YOUR TASKS:
1. Copy out the passage on comparing song lyrics across years and genres in full, character for character.
2. Reproduce all of the records below word for word, leaving out nothing.

SUPPLIED PASSAGE:
4.4.1. Comparing years

We first take a look at the distance between years:

by_year <- df %>% group_by(release_year_) %>%
                do(mean_words(., columns_lyrics))

plot_matrix(by_year, "Release year", sort=FALSE)
Distance among the average song accross years

Distance among the average song accross years

We see that for any given year, the more we move (either to following or previous years) the distance increases. We can see that the greatest distance is between the latest data (2000s) and the earliest data (1920s).

4.4.2. Comparing genres

We have 1853 different genres in the data, so in order to visualize better we filtered by the most popular genres defined as the ones with more than 80 songs.

# get only genres that have more than 80 songs
genre_ <- table(df$genre_)
top_genres <- names(genre_[genre_ > 80])

top_genres
##  [1] "Bachata"            "Children's Music"   "Christmas"         
##  [4] "Classical"          "Comedy"             "Country"           
##  [7] "Dance"              "Drum & Bass"        "Easy Listening"    
## [10] "Electronic"         "Electronica/Dance"  "Finnish Metal"     
## [13] "Flamenco"           "Folk"               "gospel"            
## [16] "Gospel & Religious" "Hardcore"           "Hip-Hop"           
## [19] "House"              "Jazz"               "Latin"             
## [22] "Lo-Fi"              "Metal:Death"        "MPB"               
## [25] "New Age"            "Other"              "Pop"

RECORDS PROVIDED:

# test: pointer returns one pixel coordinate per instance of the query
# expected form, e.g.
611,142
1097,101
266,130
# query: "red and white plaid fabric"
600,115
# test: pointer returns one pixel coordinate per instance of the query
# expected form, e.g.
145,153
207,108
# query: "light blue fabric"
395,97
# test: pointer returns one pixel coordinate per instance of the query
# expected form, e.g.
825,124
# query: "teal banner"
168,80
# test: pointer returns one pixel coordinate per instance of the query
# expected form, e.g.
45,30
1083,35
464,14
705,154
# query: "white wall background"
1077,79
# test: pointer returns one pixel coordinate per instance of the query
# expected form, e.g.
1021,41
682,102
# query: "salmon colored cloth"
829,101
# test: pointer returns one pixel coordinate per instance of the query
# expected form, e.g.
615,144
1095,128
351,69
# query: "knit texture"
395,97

IN RESPONSE:
1.
4.4.1. Comparing years

We first take a look at the distance between years:

by_year <- df %>% group_by(release_year_) %>%
                do(mean_words(., columns_lyrics))

plot_matrix(by_year, "Release year", sort=FALSE)
Distance among the average song accross years

Distance among the average song accross years

We see that for any given year, the more we move (either to following or previous years) the distance increases. We can see that the greatest distance is between the latest data (2000s) and the earliest data (1920s).

4.4.2. Comparing genres

We have 1853 different genres in the data, so in order to visualize better we filtered by the most popular genres defined as the ones with more than 80 songs.

# get only genres that have more than 80 songs
genre_ <- table(df$genre_)
top_genres <- names(genre_[genre_ > 80])

top_genres
##  [1] "Bachata"            "Children's Music"   "Christmas"         
##  [4] "Classical"          "Comedy"             "Country"           
##  [7] "Dance"              "Drum & Bass"        "Easy Listening"    
## [10] "Electronic"         "Electronica/Dance"  "Finnish Metal"     
## [13] "Flamenco"           "Folk"               "gospel"            
## [16] "Gospel & Religious" "Hardcore"           "Hip-Hop"           
## [19] "House"              "Jazz"               "Latin"             
## [22] "Lo-Fi"              "Metal:Death"        "MPB"               
## [25] "New Age"            "Other"              "Pop"

2.
# test: pointer returns one pixel coordinate per instance of the query
# expected form, e.g.
611,142
1097,101
266,130
# query: "red and white plaid fabric"
600,115
# test: pointer returns one pixel coordinate per instance of the query
# expected form, e.g.
145,153
207,108
# query: "light blue fabric"
395,97
# test: pointer returns one pixel coordinate per instance of the query
# expected form, e.g.
825,124
# query: "teal banner"
168,80
# test: pointer returns one pixel coordinate per instance of the query
# expected form, e.g.
45,30
1083,35
464,14
705,154
# query: "white wall background"
1077,79
# test: pointer returns one pixel coordinate per instance of the query
# expected form, e.g.
1021,41
682,102
# query: "salmon colored cloth"
829,101
# test: pointer returns one pixel coordinate per instance of the query
# expected form, e.g.
615,144
1095,128
351,69
# query: "knit texture"
395,97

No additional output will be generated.